* **ПИСЬМЕННОЕ ЗАДАНИЕ A**: Соберите все строки записей, содержащие слово «window», с учетом регистра.
*** ФРАГМЕНТ ДОКУМЕНТА
Таким образом, не опровергнута общеизвестная истина, что основной причиной любой творческой деятельности является внутренняя потребность в творчестве. Из факторов, связанных с экономической ситуацией, имеет значение только наличие источника средств к существованию и свободного времени у потенциального изобретателя.
Можно предположить, что во время экономического спада свободного времени у потенциальных изобретателей становится больше, из-за роста в этот период безработицы и уменьшения занятости. Однако соответствующего исследования статистики авторы инновационных теорий не проводили. Кроме того, наличие у потенциального изобретателя источника средств к существованию не менее важно, чем наличие свободного времени. Безработный, т. е. человек, до XX века не имеющий вообще никакого дохода, не может полноценно заниматься творческой деятельностью, особенно если учесть, что в подавляющем большинстве случаев он был вынужден еще и заботиться о семье.
Таким образом, очевидно, что объяснение наличия долгосрочных колебаний количества сделанных открытий, изобретений и технических усовершенствований в инновационных теориях неубедительно и основывается на методах спекулятивной философии.
******
*** РАЗДЕЛ ДАННЫХ
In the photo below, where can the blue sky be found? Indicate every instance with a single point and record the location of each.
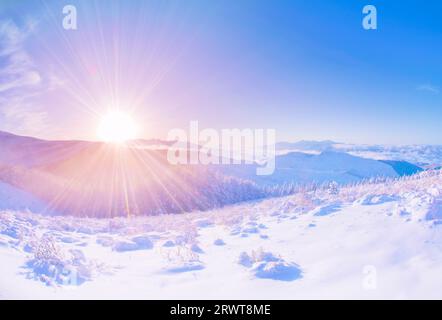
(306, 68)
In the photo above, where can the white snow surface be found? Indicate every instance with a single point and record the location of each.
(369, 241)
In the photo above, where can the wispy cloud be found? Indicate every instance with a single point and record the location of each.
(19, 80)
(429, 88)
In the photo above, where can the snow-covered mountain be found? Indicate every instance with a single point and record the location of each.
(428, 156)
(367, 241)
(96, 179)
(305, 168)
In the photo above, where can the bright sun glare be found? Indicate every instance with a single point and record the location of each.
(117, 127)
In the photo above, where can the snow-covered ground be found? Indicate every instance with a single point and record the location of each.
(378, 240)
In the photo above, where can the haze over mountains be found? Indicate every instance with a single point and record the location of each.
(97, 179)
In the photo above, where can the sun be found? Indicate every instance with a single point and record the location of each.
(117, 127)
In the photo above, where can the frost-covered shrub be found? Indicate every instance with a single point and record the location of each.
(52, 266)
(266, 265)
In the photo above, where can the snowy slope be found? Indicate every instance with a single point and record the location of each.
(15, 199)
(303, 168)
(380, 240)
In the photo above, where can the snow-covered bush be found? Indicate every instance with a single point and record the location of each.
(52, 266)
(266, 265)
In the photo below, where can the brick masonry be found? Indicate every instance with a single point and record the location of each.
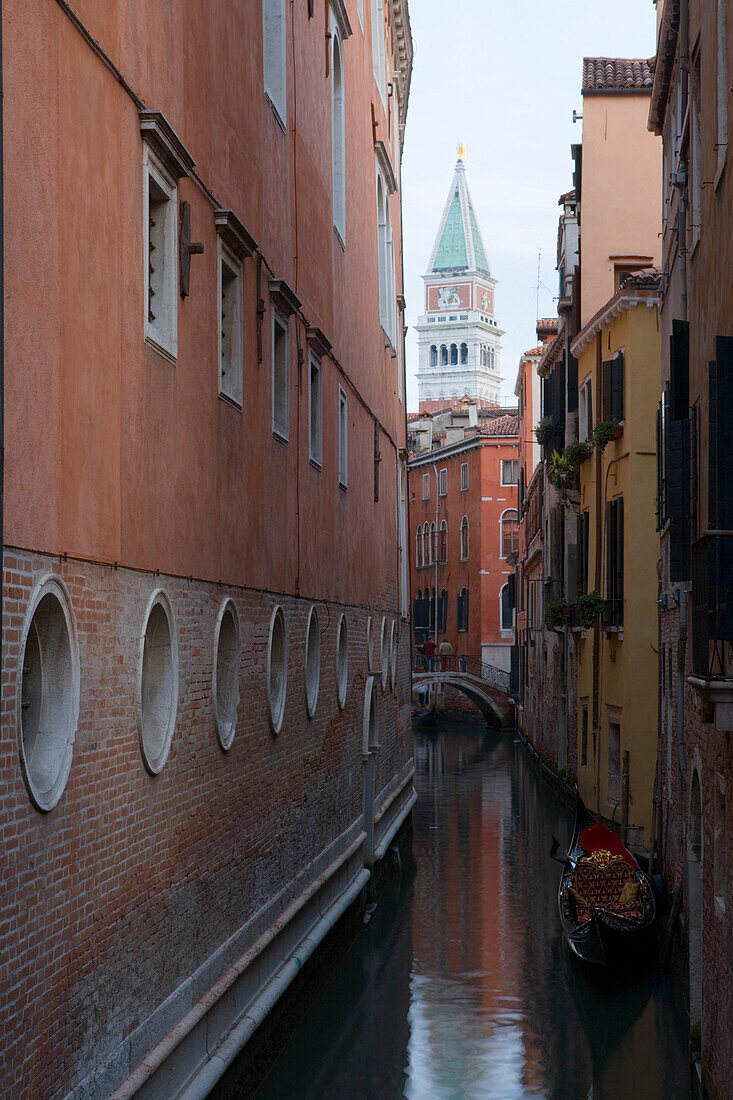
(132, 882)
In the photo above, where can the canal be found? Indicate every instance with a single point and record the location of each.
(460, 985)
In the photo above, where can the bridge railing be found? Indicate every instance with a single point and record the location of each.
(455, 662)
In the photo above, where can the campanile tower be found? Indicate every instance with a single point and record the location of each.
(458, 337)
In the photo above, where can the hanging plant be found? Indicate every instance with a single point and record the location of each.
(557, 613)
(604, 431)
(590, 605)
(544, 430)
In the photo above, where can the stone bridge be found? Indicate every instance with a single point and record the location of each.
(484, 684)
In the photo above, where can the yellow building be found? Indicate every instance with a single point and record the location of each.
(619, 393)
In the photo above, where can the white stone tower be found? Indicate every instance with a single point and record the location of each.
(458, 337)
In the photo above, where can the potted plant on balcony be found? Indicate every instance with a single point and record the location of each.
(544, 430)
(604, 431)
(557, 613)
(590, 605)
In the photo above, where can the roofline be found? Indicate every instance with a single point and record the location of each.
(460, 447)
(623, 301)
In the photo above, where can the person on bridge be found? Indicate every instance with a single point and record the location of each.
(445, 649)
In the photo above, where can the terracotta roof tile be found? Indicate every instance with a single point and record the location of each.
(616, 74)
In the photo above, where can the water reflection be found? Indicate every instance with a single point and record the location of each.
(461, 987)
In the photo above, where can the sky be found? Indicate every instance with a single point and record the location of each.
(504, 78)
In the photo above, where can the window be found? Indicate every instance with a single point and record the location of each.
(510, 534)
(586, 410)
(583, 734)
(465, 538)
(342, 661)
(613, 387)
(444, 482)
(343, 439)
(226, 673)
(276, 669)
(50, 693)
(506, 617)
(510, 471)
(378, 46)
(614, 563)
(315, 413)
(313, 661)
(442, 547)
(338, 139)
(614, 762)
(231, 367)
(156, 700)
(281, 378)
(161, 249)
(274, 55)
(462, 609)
******
*** РАЗДЕЛ ДАННЫХ
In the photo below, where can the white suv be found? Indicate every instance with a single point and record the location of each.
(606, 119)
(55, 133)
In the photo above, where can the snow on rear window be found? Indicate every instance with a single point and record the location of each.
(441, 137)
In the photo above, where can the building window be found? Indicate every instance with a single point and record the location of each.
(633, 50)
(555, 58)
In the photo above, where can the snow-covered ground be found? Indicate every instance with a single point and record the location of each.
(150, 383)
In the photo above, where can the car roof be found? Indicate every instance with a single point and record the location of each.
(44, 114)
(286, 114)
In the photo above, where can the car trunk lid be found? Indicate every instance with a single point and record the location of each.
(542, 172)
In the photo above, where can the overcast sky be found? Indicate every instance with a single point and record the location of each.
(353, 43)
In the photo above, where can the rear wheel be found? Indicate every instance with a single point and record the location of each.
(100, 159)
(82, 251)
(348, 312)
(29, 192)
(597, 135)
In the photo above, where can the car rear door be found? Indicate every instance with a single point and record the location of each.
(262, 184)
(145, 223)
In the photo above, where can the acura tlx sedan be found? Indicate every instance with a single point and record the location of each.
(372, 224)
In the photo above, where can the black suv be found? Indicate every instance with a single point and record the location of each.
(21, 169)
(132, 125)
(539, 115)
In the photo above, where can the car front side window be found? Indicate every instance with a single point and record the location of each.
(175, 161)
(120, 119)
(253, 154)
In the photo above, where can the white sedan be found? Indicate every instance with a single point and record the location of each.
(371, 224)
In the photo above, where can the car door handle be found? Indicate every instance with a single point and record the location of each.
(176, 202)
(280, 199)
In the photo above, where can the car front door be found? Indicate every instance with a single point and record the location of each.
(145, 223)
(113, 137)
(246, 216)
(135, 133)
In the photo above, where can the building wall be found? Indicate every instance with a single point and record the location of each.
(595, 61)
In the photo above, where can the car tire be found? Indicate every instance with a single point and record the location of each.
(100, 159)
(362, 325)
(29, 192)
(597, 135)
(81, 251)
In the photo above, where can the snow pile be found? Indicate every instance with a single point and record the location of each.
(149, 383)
******
* **ПИСЬМЕННОЕ ЗАДАНИЕ B**: Перечислите все, количество чего, согласно фрагменту документа, испытывает долгосрочные колебания.

* **ОТВЕТ К ЗАДАНИЮ A**:
In the photo above, where can the window be found? Indicate every instance with a single point and record the location of each.
In the photo above, where can the snow on rear window be found? Indicate every instance with a single point and record the location of each.
In the photo above, where can the building window be found? Indicate every instance with a single point and record the location of each.
In the photo above, where can the car front side window be found? Indicate every instance with a single point and record the location of each.

* **ОТВЕТ К ЗАДАНИЮ B**: Открытия, изобретения, технические усовершенствования.